_PODANY TEKST_

%%

Totalny kretynizm. Zakazywanie w Niemczech publikowania swastyki jest śmieszne, wszyscy wiedzą, że tam jest, a mimo to trzeba udawać, że jej tam nie ma. Nie mówię, bo karać za malowanie w określonych warunkach i w określonym celu/sytuacji jest łamaniem prawa i, to należy karcić, ale nie do cholery jakieś durne prawo zakazujące umieszczania jej w grach, na okładkach książek itd.
Ok. Jeszcze w strzelance przeboleję brak swastyk na flagach - ale po prostu wkurza mnie to n.p. w Hearts Of Iron 3 - grze będącej symulacją geoopolityczną II wś. aspirującą do realizmu, że III Rzesza ma przekłamaną flagę...
Ta cenzura kojarzy mi się z tym co robi tutaj administracja z tymi, co piszą prawdę. Na wiocha.pl administratorem został licealista, a tutaj pewnie jakiś gimbek na emigracji siedzi i marzy o tym by mieć 18 lat i zagłosować na KNP. Ej serio: KNP to nie jest jedyna nadzieja, choć ciężko to zrozumieć.
Zakładasz stronę, umieszczasz na niej możliwość wypowiedzi poprzez obrazek z podpisem i komentarze. Te co ci się podobają wrzucasz na główną stronę, gdzie zagląda większość ludzi. Strona zyskuje na popularności, masz dochód z reklamy. Jedyne co dołuje to głosy ludzi, którzy oskarżają cię o ślepotę, bo ich treść nie wylądowała na głównej stronie. A ta treść zwyczajnie nie podoba ci się...

%%

_POLECENIE 1_
Odpowiedz krótko na podstawie tekstu o cenzurze swastyki:
(a) Jaka gra została nazwana symulacją geopolityczną II wojny światowej aspirującą do realizmu?
(b) Kto według tekstu został administratorem na wiocha.pl?
(c) Z czego według tekstu właściciel strony ma dochód?
_POLECENIE 2_
Przepisz fragment tekstu o cenzurze swastyki od „Ta cenzura kojarzy” aż do „podoba ci się...” włącznie i zamień w nim „licealista” na „student”.

_POKAZANY MATERIAŁ_
%%

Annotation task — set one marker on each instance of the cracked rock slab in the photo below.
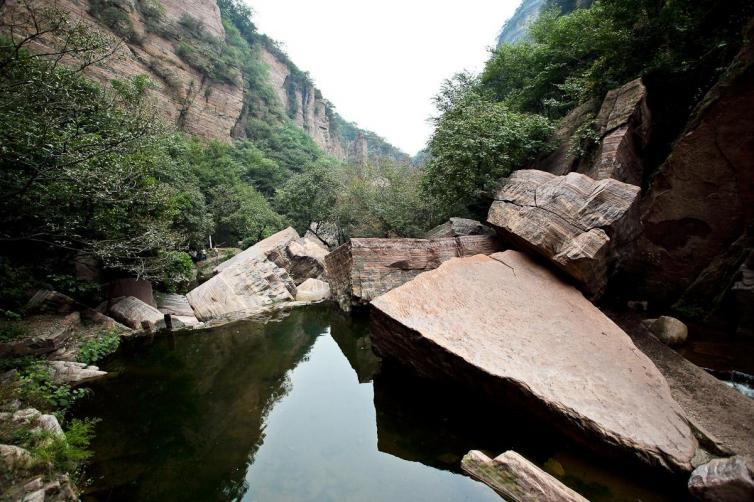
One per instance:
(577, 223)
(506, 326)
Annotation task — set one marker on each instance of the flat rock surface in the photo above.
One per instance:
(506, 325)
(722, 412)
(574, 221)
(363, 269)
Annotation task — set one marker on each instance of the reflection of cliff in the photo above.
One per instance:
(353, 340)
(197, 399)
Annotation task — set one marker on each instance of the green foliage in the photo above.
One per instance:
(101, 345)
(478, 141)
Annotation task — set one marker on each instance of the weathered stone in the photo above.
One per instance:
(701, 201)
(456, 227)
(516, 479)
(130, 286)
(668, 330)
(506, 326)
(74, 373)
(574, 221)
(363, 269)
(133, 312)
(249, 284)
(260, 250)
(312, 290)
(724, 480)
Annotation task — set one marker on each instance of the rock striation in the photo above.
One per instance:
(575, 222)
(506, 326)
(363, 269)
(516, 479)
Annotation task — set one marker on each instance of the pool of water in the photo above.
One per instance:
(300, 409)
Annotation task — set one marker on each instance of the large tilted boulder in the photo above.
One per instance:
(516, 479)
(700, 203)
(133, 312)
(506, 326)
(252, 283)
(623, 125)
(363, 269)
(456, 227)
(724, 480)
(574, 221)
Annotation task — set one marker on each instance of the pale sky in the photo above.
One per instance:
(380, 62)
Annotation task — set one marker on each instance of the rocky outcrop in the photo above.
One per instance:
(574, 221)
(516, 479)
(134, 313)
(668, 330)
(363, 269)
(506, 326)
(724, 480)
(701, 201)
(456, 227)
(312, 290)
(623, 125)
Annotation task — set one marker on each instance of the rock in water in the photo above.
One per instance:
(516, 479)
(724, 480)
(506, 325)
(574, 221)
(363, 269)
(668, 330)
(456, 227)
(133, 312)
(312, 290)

%%
%%

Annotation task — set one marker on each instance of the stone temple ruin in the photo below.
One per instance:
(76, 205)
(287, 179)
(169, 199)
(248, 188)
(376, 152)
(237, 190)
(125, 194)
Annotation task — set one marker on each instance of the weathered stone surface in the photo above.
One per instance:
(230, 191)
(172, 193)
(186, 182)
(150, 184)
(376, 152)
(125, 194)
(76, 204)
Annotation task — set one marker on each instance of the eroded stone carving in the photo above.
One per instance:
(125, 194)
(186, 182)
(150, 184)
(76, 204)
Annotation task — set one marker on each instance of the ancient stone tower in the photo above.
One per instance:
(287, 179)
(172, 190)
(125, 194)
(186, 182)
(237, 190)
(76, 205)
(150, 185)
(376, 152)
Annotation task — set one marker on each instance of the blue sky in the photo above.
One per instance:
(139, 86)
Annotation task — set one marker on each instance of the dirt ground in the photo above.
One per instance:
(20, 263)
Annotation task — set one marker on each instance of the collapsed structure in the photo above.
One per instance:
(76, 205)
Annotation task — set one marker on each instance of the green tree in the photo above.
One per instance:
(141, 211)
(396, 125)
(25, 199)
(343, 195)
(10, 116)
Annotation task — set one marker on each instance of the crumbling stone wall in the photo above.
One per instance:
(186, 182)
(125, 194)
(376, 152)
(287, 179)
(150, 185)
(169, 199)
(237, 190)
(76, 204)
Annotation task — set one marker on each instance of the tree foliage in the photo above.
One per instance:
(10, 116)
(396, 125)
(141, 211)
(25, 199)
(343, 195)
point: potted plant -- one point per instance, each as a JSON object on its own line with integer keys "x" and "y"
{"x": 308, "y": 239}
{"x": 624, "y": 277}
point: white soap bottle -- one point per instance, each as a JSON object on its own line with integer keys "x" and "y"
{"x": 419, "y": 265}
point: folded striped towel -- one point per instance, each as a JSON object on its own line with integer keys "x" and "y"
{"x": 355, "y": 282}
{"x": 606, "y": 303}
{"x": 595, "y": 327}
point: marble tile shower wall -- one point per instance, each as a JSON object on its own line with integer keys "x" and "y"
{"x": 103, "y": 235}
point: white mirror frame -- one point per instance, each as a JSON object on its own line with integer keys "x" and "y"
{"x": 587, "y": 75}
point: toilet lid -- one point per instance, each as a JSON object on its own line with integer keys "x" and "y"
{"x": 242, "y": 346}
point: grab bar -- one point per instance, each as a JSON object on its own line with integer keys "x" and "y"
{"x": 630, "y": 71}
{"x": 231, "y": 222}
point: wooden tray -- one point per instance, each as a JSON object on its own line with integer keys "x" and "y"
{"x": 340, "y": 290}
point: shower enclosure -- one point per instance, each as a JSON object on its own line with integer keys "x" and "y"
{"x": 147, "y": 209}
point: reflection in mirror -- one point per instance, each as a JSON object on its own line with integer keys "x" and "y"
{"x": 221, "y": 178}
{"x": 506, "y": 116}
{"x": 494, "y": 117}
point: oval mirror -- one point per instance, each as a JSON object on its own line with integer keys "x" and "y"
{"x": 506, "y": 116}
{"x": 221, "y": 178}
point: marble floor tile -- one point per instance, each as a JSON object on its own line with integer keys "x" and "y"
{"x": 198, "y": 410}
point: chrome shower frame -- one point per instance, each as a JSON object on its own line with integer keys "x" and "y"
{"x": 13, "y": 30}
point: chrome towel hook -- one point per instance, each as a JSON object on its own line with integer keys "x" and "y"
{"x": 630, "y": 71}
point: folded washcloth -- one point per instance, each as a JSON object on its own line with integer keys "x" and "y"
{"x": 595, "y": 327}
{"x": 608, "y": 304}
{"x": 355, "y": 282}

%%

_ODPOWIEDŹ PISEMNA 1_
(a) Hearts Of Iron 3.
(b) Licealista.
(c) Z reklamy.

_ODPOWIEDŹ PISEMNA 2_
Ta cenzura kojarzy mi się z tym co robi tutaj administracja z tymi, co piszą prawdę. Na wiocha.pl administratorem został student, a tutaj pewnie jakiś gimbek na emigracji siedzi i marzy o tym by mieć 18 lat i zagłosować na KNP. Ej serio: KNP to nie jest jedyna nadzieja, choć ciężko to zrozumieć.
Zakładasz stronę, umieszczasz na niej możliwość wypowiedzi poprzez obrazek z podpisem i komentarze. Te co ci się podobają wrzucasz na główną stronę, gdzie zagląda większość ludzi. Strona zyskuje na popularności, masz dochód z reklamy. Jedyne co dołuje to głosy ludzi, którzy oskarżają cię o ślepotę, bo ich treść nie wylądowała na głównej stronie. A ta treść zwyczajnie nie podoba ci się...